Stated goal: Rewrite the part of the listing that opens with the line containing "target: crowd barrier rail" and closes with the line containing "task: trace the outline of every instance of the crowd", replacing "barrier rail" with "fence" and keeping all else unchanged. Return only those lines.

►

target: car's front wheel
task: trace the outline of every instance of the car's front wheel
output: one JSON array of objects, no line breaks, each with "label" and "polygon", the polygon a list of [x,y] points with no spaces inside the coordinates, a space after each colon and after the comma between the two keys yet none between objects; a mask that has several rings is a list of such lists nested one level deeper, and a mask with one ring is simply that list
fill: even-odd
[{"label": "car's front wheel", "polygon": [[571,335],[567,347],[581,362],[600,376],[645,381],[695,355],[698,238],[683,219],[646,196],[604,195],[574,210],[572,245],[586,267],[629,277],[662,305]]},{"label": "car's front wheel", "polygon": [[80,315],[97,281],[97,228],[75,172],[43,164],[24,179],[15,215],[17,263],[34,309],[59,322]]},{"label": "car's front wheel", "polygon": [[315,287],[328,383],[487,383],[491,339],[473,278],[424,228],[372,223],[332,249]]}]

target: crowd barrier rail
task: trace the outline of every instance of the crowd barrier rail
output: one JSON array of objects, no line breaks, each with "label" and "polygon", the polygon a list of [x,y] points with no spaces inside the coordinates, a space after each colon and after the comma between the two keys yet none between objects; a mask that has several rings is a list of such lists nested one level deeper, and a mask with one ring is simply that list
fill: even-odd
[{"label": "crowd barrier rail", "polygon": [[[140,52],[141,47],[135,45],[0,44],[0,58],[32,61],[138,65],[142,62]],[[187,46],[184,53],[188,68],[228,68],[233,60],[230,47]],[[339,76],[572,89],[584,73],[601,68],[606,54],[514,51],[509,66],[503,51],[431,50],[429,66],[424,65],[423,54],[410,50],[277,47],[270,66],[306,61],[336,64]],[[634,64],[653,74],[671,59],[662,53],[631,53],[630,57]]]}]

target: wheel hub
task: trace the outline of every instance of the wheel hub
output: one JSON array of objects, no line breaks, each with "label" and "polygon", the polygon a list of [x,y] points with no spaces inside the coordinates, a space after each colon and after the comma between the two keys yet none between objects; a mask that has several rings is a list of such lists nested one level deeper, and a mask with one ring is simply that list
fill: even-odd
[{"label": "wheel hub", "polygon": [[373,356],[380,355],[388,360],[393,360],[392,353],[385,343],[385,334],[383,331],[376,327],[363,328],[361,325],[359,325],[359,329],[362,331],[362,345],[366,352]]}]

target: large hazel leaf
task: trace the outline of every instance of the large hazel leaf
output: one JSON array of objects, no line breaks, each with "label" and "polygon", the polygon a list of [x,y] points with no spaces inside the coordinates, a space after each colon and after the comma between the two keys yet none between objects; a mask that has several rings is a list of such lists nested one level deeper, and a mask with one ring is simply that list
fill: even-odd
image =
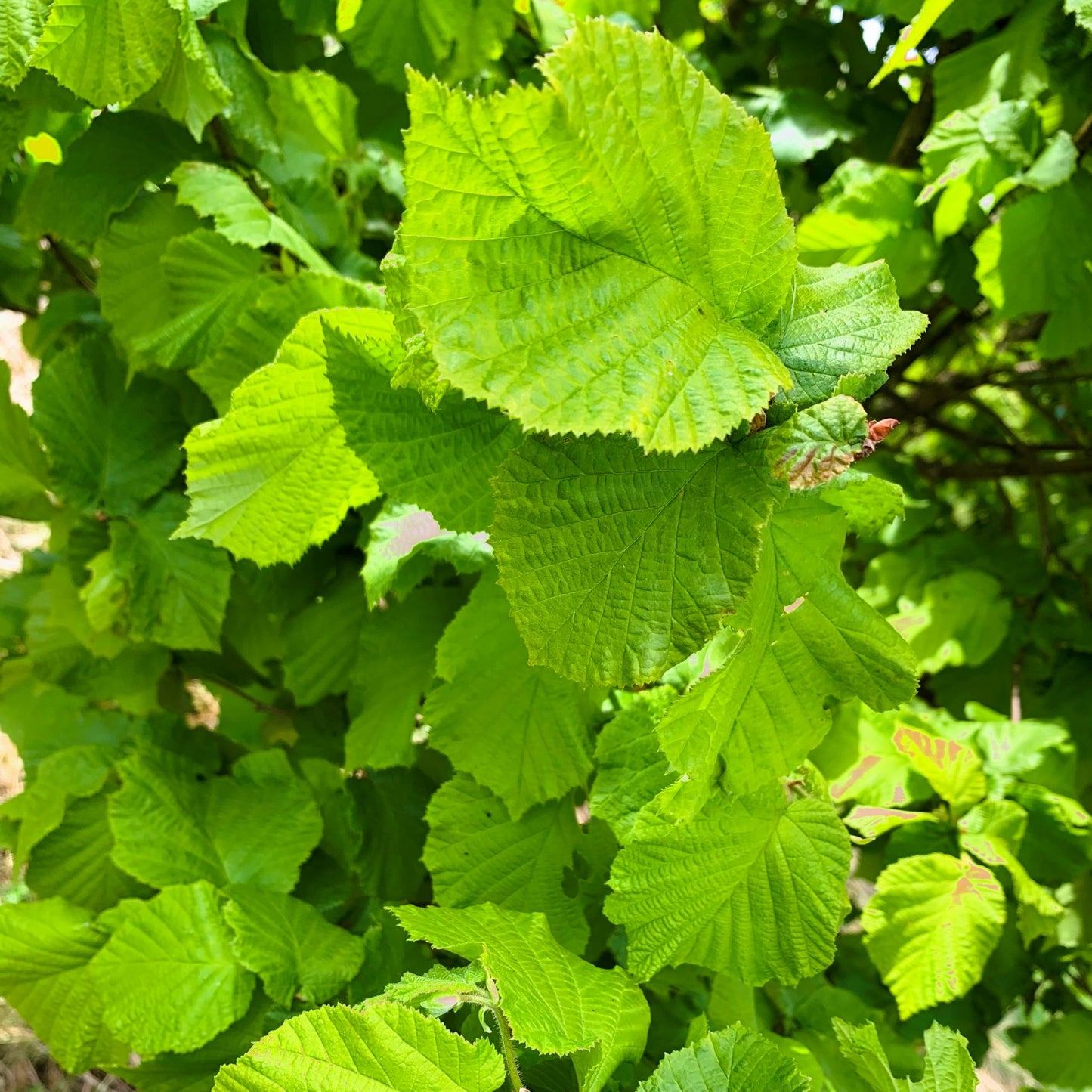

◄

Full solution:
target: crowd fence
task: trace the outline of every instance of the crowd fence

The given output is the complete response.